WHAT YOU NEED TO DO: For every record below, repeat the text exactly and pass over any image.

EXERCISE DATA:
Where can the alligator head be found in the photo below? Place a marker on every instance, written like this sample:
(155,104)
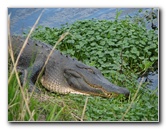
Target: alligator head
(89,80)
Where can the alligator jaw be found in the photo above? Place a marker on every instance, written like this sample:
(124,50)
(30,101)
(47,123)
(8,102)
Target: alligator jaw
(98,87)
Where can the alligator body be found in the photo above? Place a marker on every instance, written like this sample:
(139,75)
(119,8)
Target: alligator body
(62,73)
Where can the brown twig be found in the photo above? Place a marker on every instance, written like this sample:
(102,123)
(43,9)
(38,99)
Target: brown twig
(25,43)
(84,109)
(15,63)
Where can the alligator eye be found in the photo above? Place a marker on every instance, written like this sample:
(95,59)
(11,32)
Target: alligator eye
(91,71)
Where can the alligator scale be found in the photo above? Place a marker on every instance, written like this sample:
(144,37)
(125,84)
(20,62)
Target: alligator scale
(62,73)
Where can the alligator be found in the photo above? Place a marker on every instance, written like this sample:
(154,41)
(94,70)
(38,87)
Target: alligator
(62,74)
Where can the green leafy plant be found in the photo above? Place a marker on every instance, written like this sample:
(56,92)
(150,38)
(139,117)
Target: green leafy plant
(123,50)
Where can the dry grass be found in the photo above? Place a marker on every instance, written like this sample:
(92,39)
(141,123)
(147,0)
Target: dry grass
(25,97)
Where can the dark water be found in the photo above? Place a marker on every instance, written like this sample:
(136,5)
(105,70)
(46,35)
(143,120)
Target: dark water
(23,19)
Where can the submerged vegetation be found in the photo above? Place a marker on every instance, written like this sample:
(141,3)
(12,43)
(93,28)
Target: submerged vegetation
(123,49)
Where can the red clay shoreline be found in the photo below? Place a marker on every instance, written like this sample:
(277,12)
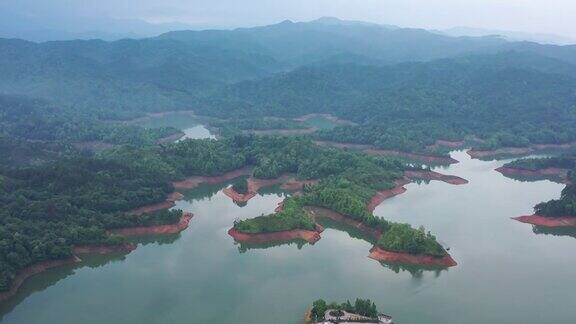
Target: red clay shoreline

YOUR RESPONSE:
Where can the alligator head be found in the photo below? Place a marker on every instance, written like this sample:
(155,104)
Target: alligator head
(89,80)
Where can the alligator jaw be found in the photo above? Place a marker on every instance, written like this sample:
(124,50)
(30,101)
(47,123)
(8,102)
Target: alligator jaw
(98,87)
Where can the alligator body be found in the photo above? Place a marker on every instance, written like this sample:
(139,75)
(119,8)
Target: alligator body
(62,73)
Where can the brown twig be found in the photo above? Place a marker on every instance, written like this sample:
(102,123)
(43,9)
(38,99)
Target: brown twig
(25,43)
(84,109)
(15,63)
Where can the alligator eye be found in the photo above? Place a marker on every instance, written like this sample:
(95,59)
(11,32)
Target: alligator eye
(91,71)
Where can the alligator scale be found in the photo above? Place a marker on every instance, written like this sample:
(144,37)
(125,84)
(20,62)
Target: alligator scale
(62,73)
Where can the alligator be found in the photo above? Place a marker on every instance, written like this sample:
(154,41)
(94,70)
(38,87)
Target: alligator
(62,74)
Where can the green leafy plant be found in the photo above? Place a marker on every instance, written like this sample:
(56,92)
(150,38)
(139,117)
Target: green leafy plant
(123,50)
Where can the dry grass be found in the photo above? Place a marker on every instance, written like this sample:
(92,39)
(141,123)
(147,0)
Target: dry grass
(25,97)
Where can the dark water be found in the photo above? Place a marker on every instance, written like this sample:
(136,5)
(105,70)
(46,35)
(143,120)
Target: dark water
(23,19)
Where can the submerged vegetation be found in the photo above? Place a marker on every instance, written like this sample:
(141,3)
(12,43)
(93,28)
Target: submerged vegetation
(123,49)
Where can the red clay shoreline be found in the photo below? Place a marker on every instance, written like this sample:
(277,12)
Target: red clay shoreline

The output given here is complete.